### 資料の検討
1 – 次の(a)〜(c)が文書抜粋の内容と合っているか、それぞれ「はい」か「いいえ」で答え、判断の決め手となる文書抜粋の言葉をそのまま引用してください。
(a) これまでの研究は、単元素の解析が主体だった。
(b) メタロミクスの対象となる物質の総体は、メタボロームと呼ばれる。
(c) 本研究では疫学研究は行わず、実験研究だけを用いた。
2 – 文書抜粋から、「本研究の学術的な「問い」は、」を含む語句で始まり「の端緒を提示できたと考える。」で終わる部分を、一字も変えずに書き写してください。

### 文書抜粋
◆ ◆ ◆ ◆ ◆
研究課題
基盤研究(A)
本研究の学術的な「問い」は、環境医学領域における微量元素研究のブレークスルーをいかに図るかであった。このため、メタロミクスの概念に着目し、環境医学領域におけるメタロミクス手法の開発と応用を推進してきた。ヒト集団を対象とする微量元素の健康影響に関する疫学研究と最新の分析手法とを統合し、各種微量元素について①複数の元素を同時に、②生体内のどこに、③どのような化学形態・同位体比で分布しているかを網羅的・総合的に明らかにする手法を確立することを検討した。また、各種の測定法の開発と改良を進めるとともに、これを補完する実験研究により、各種微量元素の生体機能メカニズムの解析手法を開発した。
社会医学、看護学およびその関連分野
メタロミクスは、生物の複製・機能・代謝機構の解明に貢献できるとされる。メタロミクスの対象となる物質の総体は、メタローム(metallome)と呼ばれる。今回は、環境医学領域でのメタロミクス手法の開発と応用の推進により、微量元素研究のブレークスルーを目指してきた。環境医学領域では、各種微量元素の生体影響とそのメカニズムが重要なトピックスの一つである。しかし、これまでの研究では、単元素の解析が主体であり、臓器レベルにとどまることが多かった。本研究により、環境中の各種微量元素が生体に及ぼす影響の解明のために、さらに高次元の解析の端緒を提示できたと考える。
◆ ◆ ◆ ◆ ◆
収集データ:
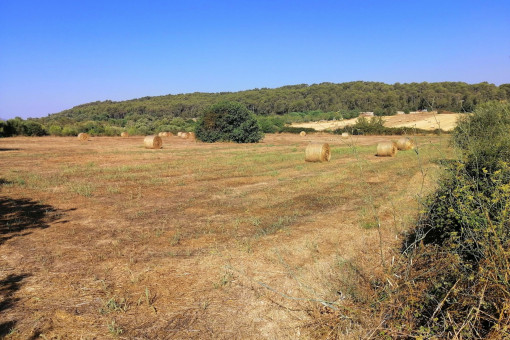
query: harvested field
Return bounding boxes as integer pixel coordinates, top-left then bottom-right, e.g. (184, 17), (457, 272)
(292, 112), (463, 131)
(0, 133), (451, 339)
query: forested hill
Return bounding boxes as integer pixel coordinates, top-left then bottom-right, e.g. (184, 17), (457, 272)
(42, 81), (510, 122)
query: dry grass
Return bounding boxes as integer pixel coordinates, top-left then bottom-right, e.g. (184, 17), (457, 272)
(0, 134), (446, 339)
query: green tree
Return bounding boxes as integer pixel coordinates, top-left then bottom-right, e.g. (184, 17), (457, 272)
(196, 101), (263, 143)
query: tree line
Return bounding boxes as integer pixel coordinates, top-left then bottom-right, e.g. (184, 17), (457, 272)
(0, 81), (510, 136)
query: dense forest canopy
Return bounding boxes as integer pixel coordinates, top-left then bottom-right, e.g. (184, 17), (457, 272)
(38, 81), (510, 121)
(0, 81), (510, 137)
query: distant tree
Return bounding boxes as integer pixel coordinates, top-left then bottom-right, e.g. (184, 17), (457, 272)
(196, 101), (263, 143)
(48, 125), (62, 136)
(23, 120), (48, 136)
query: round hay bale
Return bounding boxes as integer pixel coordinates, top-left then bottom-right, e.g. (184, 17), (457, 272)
(397, 137), (414, 151)
(78, 132), (90, 142)
(305, 143), (331, 162)
(377, 142), (398, 157)
(143, 136), (163, 149)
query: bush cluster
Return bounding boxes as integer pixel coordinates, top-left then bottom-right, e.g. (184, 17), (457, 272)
(195, 102), (264, 143)
(384, 102), (510, 339)
(333, 116), (445, 136)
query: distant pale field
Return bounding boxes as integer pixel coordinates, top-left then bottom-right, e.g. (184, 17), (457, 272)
(292, 112), (462, 131)
(0, 134), (451, 339)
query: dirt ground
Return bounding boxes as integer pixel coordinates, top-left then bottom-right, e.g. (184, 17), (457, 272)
(292, 112), (462, 131)
(0, 134), (450, 339)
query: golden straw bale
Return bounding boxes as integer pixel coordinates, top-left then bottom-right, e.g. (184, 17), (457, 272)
(377, 142), (398, 157)
(305, 143), (331, 162)
(78, 132), (90, 142)
(397, 137), (414, 151)
(143, 136), (163, 149)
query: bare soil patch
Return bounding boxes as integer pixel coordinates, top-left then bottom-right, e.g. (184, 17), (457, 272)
(0, 134), (450, 339)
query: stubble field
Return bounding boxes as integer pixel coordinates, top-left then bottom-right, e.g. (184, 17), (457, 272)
(0, 134), (451, 339)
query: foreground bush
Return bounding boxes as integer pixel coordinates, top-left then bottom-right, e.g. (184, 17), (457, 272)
(195, 102), (264, 143)
(383, 103), (510, 339)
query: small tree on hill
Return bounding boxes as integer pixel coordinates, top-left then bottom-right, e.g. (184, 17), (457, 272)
(195, 101), (264, 143)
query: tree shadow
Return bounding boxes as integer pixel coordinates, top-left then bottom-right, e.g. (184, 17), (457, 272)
(0, 195), (70, 245)
(0, 191), (75, 338)
(0, 274), (30, 337)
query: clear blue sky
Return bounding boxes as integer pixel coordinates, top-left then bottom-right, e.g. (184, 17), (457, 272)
(0, 0), (510, 119)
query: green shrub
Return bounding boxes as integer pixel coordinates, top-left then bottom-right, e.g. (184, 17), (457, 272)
(195, 102), (263, 143)
(23, 120), (48, 136)
(385, 103), (510, 339)
(453, 102), (510, 174)
(48, 125), (62, 136)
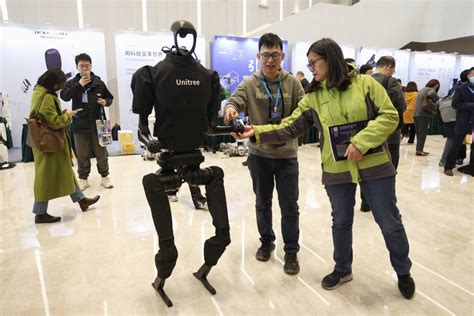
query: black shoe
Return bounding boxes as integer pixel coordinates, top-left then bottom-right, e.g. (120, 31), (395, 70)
(360, 203), (370, 212)
(283, 253), (300, 275)
(194, 197), (207, 210)
(35, 213), (61, 224)
(255, 243), (275, 261)
(321, 270), (352, 290)
(78, 195), (100, 212)
(397, 274), (415, 300)
(444, 169), (454, 177)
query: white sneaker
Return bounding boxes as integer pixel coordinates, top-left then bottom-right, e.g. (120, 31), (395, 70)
(168, 193), (178, 202)
(100, 176), (114, 189)
(78, 178), (90, 191)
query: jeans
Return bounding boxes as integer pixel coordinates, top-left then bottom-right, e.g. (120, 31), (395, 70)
(74, 132), (109, 179)
(402, 123), (416, 144)
(440, 137), (454, 165)
(325, 176), (411, 275)
(33, 186), (84, 214)
(415, 117), (431, 152)
(444, 135), (473, 170)
(248, 154), (300, 253)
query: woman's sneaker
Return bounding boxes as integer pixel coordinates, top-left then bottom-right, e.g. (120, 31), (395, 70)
(77, 178), (89, 191)
(321, 270), (352, 290)
(397, 274), (415, 300)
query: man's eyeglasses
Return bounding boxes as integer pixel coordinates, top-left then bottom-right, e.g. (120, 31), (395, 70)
(260, 52), (281, 60)
(306, 57), (324, 70)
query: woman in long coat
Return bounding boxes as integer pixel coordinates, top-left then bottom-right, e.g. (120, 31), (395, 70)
(29, 69), (100, 224)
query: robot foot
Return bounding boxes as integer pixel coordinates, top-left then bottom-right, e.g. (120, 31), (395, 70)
(151, 276), (173, 307)
(0, 162), (16, 170)
(193, 264), (217, 295)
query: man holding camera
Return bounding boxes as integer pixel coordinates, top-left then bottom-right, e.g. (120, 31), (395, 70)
(60, 54), (114, 191)
(225, 33), (304, 274)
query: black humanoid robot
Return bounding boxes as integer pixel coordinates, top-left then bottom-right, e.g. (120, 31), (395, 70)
(131, 21), (243, 306)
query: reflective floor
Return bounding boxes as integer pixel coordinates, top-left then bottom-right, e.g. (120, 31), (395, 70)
(0, 136), (474, 315)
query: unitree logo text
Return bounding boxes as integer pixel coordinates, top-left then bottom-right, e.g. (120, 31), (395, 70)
(176, 79), (201, 86)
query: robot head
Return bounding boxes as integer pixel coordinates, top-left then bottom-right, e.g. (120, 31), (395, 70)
(171, 20), (197, 56)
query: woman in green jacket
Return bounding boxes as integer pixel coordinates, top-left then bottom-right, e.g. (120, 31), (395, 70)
(29, 69), (100, 224)
(234, 39), (415, 299)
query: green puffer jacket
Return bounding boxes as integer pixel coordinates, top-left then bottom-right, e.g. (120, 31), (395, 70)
(29, 85), (77, 202)
(253, 71), (399, 185)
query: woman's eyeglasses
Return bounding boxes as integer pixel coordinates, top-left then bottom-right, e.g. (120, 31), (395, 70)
(306, 57), (324, 70)
(260, 52), (281, 60)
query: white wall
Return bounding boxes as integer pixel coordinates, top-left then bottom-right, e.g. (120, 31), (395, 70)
(0, 0), (474, 128)
(255, 0), (474, 49)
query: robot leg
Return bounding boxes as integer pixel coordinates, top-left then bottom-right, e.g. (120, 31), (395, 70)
(189, 184), (207, 210)
(143, 173), (181, 307)
(0, 122), (15, 170)
(193, 167), (230, 294)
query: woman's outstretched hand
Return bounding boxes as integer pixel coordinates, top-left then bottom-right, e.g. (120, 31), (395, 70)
(231, 125), (255, 140)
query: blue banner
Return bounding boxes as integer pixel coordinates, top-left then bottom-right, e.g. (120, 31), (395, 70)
(211, 36), (290, 98)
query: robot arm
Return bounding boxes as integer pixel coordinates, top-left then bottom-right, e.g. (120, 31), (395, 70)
(131, 66), (160, 153)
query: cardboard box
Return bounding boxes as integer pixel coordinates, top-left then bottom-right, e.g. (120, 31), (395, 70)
(120, 143), (136, 155)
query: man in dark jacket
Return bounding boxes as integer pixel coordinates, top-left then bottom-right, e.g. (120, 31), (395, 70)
(360, 56), (407, 212)
(444, 67), (474, 176)
(61, 54), (114, 190)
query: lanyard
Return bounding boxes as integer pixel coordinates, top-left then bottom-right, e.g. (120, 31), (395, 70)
(263, 79), (285, 117)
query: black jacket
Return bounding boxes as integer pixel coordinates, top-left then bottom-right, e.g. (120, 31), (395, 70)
(452, 83), (474, 135)
(60, 72), (114, 134)
(131, 54), (220, 152)
(372, 73), (407, 129)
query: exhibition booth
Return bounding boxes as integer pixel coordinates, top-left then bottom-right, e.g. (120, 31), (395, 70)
(0, 25), (474, 155)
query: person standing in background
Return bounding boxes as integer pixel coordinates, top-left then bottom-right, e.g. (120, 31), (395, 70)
(28, 68), (100, 224)
(402, 81), (418, 144)
(413, 79), (440, 156)
(444, 67), (474, 177)
(225, 33), (304, 275)
(61, 54), (114, 190)
(359, 64), (374, 75)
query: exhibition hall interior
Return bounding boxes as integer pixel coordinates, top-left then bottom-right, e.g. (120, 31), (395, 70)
(0, 0), (474, 315)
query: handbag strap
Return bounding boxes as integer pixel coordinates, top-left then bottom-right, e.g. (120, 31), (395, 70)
(35, 93), (61, 117)
(35, 93), (46, 117)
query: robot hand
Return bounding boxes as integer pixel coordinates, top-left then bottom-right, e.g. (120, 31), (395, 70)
(206, 121), (244, 136)
(138, 125), (161, 154)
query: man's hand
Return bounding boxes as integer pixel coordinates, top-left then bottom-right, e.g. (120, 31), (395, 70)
(230, 125), (255, 140)
(224, 108), (239, 125)
(344, 144), (364, 161)
(97, 98), (107, 106)
(79, 76), (91, 87)
(64, 109), (76, 116)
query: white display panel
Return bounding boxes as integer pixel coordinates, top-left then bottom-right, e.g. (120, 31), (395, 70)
(455, 55), (474, 78)
(409, 52), (459, 97)
(0, 25), (106, 147)
(115, 32), (206, 135)
(393, 50), (410, 86)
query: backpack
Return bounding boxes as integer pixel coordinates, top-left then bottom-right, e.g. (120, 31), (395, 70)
(438, 94), (456, 123)
(382, 76), (403, 129)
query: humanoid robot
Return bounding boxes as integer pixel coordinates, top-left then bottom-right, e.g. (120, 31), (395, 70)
(131, 21), (243, 307)
(0, 92), (15, 170)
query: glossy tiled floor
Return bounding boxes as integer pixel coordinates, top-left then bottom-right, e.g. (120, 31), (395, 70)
(0, 136), (474, 315)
◆ ◆ ◆ ◆ ◆
### 記述による解答
1 –
(a) はい。「これまでの研究では、単元素の解析が主体であり、臓器レベルにとどまることが多かった」
(b) いいえ。「メタロミクスの対象となる物質の総体は、メタローム(metallome)と呼ばれる」
(c) いいえ。「ヒト集団を対象とする微量元素の健康影響に関する疫学研究と最新の分析手法とを統合し」

2 –
本研究の学術的な「問い」は、環境医学領域における微量元素研究のブレークスルーをいかに図るかであった。このため、メタロミクスの概念に着目し、環境医学領域におけるメタロミクス手法の開発と応用を推進してきた。ヒト集団を対象とする微量元素の健康影響に関する疫学研究と最新の分析手法とを統合し、各種微量元素について①複数の元素を同時に、②生体内のどこに、③どのような化学形態・同位体比で分布しているかを網羅的・総合的に明らかにする手法を確立することを検討した。また、各種の測定法の開発と改良を進めるとともに、これを補完する実験研究により、各種微量元素の生体機能メカニズムの解析手法を開発した。
社会医学、看護学およびその関連分野
メタロミクスは、生物の複製・機能・代謝機構の解明に貢献できるとされる。メタロミクスの対象となる物質の総体は、メタローム(metallome)と呼ばれる。今回は、環境医学領域でのメタロミクス手法の開発と応用の推進により、微量元素研究のブレークスルーを目指してきた。環境医学領域では、各種微量元素の生体影響とそのメカニズムが重要なトピックスの一つである。しかし、これまでの研究では、単元素の解析が主体であり、臓器レベルにとどまることが多かった。本研究により、環境中の各種微量元素が生体に及ぼす影響の解明のために、さらに高次元の解析の端緒を提示できたと考える。